======== Text ========

Audience Question: I win! Hi! Thank you! First of all, Mark, will you please make this video the first one that you post? I have a dev team that needs to see this and a QA team that doesn’t want to see this. My question is on regression testing. Now I can understand how you developers want to actually test what they’ve been working on. Regression testing is somewhat important. Are you suggesting that they do that as well so they kick off their test to make sure what they did and they kick off automated tests or whatever they do? You do think that’s the best way?

Trish Khoo, Google: Yeah, absolutely! In fact, regression testing is the main thing that I want them to be doing. It very much feeds into the checking activity that I described and it’s the poster child of checking basically. It is just a checklist of what still works and actually a developer once said to me that he sees automated regression tests as protection for his code against other developers. I know he was kind of joking there, but it’s kind of true because sometimes it’s not just about knowing if you’ve broken the things that you’re expecting with the tests that you’re running, but you’re running other developer’s tests. So that’s actually protecting you against things that you didn’t know about. That’s where a lot of regressions come in, is because often developers are working with code that they haven’t worked before, they don’t know everything about that code and how it’s supposed to work. Maybe the whole team has changed and nobody knows how that code works anymore. And your automated regression testing becomes a way for you to automatically check everybody’s years’ worth of knowledge across that code and it acts as documentation as well to tell you what that code was ever supposed to do in the first place.

======== Dataset extract ========

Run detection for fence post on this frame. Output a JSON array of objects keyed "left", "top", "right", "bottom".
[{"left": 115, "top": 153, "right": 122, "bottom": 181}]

========

Problem details
Copy out the part of the regression testing transcript that starts at the words "Audience Question: I" and ends after the words "the best way?".

Answer to the task
Audience Question: I win! Hi! Thank you! First of all, Mark, will you please make this video the first one that you post? I have a dev team that needs to see this and a QA team that doesn’t want to see this. My question is on regression testing. Now I can understand how you developers want to actually test what they’ve been working on. Regression testing is somewhat important. Are you suggesting that they do that as well so they kick off their test to make sure what they did and they kick off automated tests or whatever they do? You do think that’s the best way?